··· Fragmento proporcionado ···

El “Padre nuestro” es la síntesis de todo lo que Jesús vivió y sintió a
propósito de Dios, del mundo y de sus discípulos. En
torno a estos temas giran las peticiones (sean siete como en Mateo o cinco como
en Lucas).
Frente a un mundo que prescinde de Dios, lo ignora o incluso lo ofende,
Jesús propone como primera petición, como ideal supremo del discípulo, el deseo
de la gloria de Dios: “santificado sea tu Nombre”; dicho con palabras más
claras: “proclámese que Tú eres santo”. Es la vuelta a la experiencia
originaria de Isaías en el momento de su vocación, cuando escucha a los
serafines proclamar: “Santo, santo, santo, el Señor, Dios del universo” (Is 6).
La primera petición se orienta en esa línea profética que sitúa a Dios por
encima de todo, exalta su majestad y desea que se proclame su gloria.
Ante un mundo donde con frecuencia predominan el odio, la
violencia, la crueldad, que a menudo nos desencanta con sus injusticias, Jesús
pide que se instaure el Reinado de Dios, el Reino de la justicia, el amor y la
paz. Recoge en esta petición el tema clave de su mensaje (“está cerca el
Reinado de Dios”), en el que tantos contemporáneos concentraban la suma
felicidad y todas sus esperanzas.
Como tercer centro de interés
aparece la comunidad. Ese
pequeño grupo de seguidores de Jesús, que necesita día tras día el pan, el
perdón, la ayuda de Dios para mantenerse firme. Peticiones que podemos hacer
con sentido individual, pero que están concebidas por Jesús de forma
comunitaria, y así es como adquieren toda su riqueza.
Cuando uno imagina a ese pequeño
grupo en torno a Jesús recorriendo zonas poco pobladas y pobres, comprende sin
dificultad esa petición al Padre de que le dé “el pan nuestro de cada día”.
Cuando se recuerdan los fallos de
los discípulos, su incapacidad de comprender a Jesús, sus envidias y recelos,
adquiere todo sentido la petición: “perdona nuestras ofensas”.

···

■ Qué hacer
Reproduce literalmente, por favor, el pasaje del fragmento sobre el Padre nuestro que va de "Frente a un" a "proclame su gloria.", ambos inclusive.

··· Material mostrado ···

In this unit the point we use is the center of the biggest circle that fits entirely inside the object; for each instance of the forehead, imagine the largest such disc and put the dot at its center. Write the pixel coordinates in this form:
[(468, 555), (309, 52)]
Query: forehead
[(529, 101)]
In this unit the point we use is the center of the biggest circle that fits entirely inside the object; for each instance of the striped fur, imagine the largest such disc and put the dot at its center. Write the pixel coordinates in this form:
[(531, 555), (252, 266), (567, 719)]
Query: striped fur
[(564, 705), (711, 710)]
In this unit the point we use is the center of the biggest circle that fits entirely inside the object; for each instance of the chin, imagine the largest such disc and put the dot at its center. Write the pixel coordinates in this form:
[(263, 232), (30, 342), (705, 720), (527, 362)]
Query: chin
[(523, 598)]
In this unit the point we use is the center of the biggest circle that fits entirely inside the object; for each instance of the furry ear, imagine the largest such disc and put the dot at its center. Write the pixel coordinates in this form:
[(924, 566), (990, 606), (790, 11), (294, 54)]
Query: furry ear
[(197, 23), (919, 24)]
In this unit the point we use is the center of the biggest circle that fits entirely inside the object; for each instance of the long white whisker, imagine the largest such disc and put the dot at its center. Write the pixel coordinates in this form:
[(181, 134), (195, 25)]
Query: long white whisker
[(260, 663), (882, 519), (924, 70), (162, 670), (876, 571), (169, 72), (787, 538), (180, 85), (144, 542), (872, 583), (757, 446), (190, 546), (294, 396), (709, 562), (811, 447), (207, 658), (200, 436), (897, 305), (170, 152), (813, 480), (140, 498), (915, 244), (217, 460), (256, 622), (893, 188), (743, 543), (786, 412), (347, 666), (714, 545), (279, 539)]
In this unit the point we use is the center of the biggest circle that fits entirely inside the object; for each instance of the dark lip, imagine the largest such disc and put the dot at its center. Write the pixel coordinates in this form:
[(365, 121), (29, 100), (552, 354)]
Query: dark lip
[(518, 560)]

···

■ Solución desarrollada
Frente a un mundo que prescinde de Dios, lo ignora o incluso lo ofende,
Jesús propone como primera petición, como ideal supremo del discípulo, el deseo
de la gloria de Dios: “santificado sea tu Nombre”; dicho con palabras más
claras: “proclámese que Tú eres santo”. Es la vuelta a la experiencia
originaria de Isaías en el momento de su vocación, cuando escucha a los
serafines proclamar: “Santo, santo, santo, el Señor, Dios del universo” (Is 6).
La primera petición se orienta en esa línea profética que sitúa a Dios por
encima de todo, exalta su majestad y desea que se proclame su gloria.